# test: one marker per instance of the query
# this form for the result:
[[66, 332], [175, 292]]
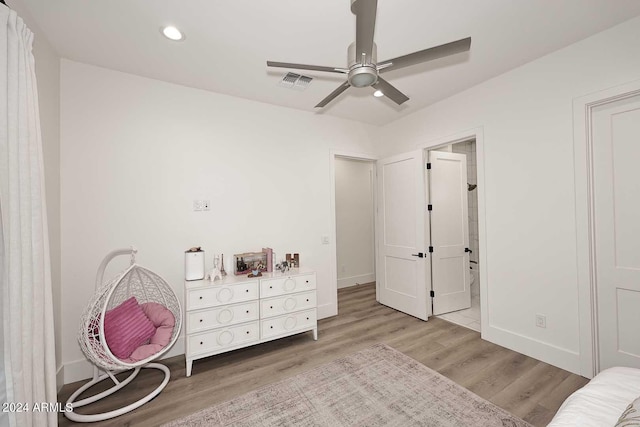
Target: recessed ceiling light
[[172, 33]]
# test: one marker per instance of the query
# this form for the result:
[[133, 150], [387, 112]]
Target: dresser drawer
[[219, 339], [287, 303], [287, 285], [217, 317], [287, 323], [224, 294]]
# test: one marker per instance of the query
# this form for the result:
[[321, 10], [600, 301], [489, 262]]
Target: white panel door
[[449, 232], [400, 230], [616, 183]]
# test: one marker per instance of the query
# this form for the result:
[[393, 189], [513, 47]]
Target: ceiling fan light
[[362, 77], [172, 33]]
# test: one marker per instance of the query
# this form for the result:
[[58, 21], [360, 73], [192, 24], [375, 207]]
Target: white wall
[[136, 152], [354, 222], [526, 117], [47, 63]]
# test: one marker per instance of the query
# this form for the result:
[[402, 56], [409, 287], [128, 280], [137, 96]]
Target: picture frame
[[248, 262]]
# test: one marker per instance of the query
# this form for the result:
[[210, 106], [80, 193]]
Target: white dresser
[[237, 311]]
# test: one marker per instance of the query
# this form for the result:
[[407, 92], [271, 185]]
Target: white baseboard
[[346, 282], [60, 377], [557, 356], [327, 310], [82, 370]]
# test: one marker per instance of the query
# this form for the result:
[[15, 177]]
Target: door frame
[[585, 224], [333, 282], [476, 134]]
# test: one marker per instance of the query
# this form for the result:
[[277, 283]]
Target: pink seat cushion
[[126, 328], [164, 321]]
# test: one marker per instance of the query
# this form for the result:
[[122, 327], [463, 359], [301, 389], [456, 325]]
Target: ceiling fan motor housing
[[362, 73]]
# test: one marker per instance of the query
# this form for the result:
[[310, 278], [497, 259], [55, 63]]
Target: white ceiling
[[229, 41]]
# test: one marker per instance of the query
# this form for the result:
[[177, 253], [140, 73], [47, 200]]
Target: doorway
[[469, 317], [354, 213], [408, 279]]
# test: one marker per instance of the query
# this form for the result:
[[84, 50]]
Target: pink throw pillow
[[164, 321], [126, 328]]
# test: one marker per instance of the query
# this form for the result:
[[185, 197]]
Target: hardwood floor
[[526, 387]]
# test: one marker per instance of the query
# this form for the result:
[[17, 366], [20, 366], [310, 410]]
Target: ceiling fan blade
[[430, 54], [390, 92], [365, 11], [344, 86], [307, 67]]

* _Exercise_: Starting at the line that has "[[133, 150], [387, 112]]" in the records above, restate word for word every line until the one that has "[[122, 327], [463, 359], [301, 389], [456, 325]]", and include that one as well.

* _Task solution_:
[[133, 150], [387, 112]]
Target: dresser drawer
[[219, 339], [287, 303], [287, 285], [217, 317], [287, 323], [224, 294]]
# test: one marker per instance of the query
# this form for the result:
[[321, 10], [600, 301], [489, 262]]
Target: white panel door
[[449, 232], [400, 230], [616, 183]]
# test: one marker per instance of the query
# this form for the result:
[[393, 189], [513, 47]]
Target: ceiling fan light
[[362, 77], [172, 33]]
# test: one marker per instance of the query
# this form for the result:
[[58, 21], [360, 73], [192, 24], [375, 207]]
Target: white wall
[[136, 152], [354, 222], [526, 117], [47, 63]]
# test: one marker per instance of the query
# this form for the result:
[[402, 56], [409, 287], [128, 280], [137, 96]]
Target: picture frame
[[248, 262]]
# test: one marker per instance of the query
# this form for the result:
[[210, 106], [80, 193]]
Target: white dresser
[[237, 311]]
# test: one marker per instance of the query
# this form for the result:
[[407, 92], [271, 185]]
Target: white baseboard
[[346, 282], [60, 377], [557, 356], [327, 310], [82, 370]]
# test: one marker per instance of the query
# this form for the result:
[[15, 177]]
Target: door frame
[[585, 224], [333, 282], [476, 134]]
# test: one marker per instance of the query
# this form for the result:
[[277, 283]]
Target: pink seat cushion
[[126, 328], [164, 321]]
# test: one marker per instance of the query
# this form for the result:
[[122, 327], [463, 359], [301, 389], [456, 325]]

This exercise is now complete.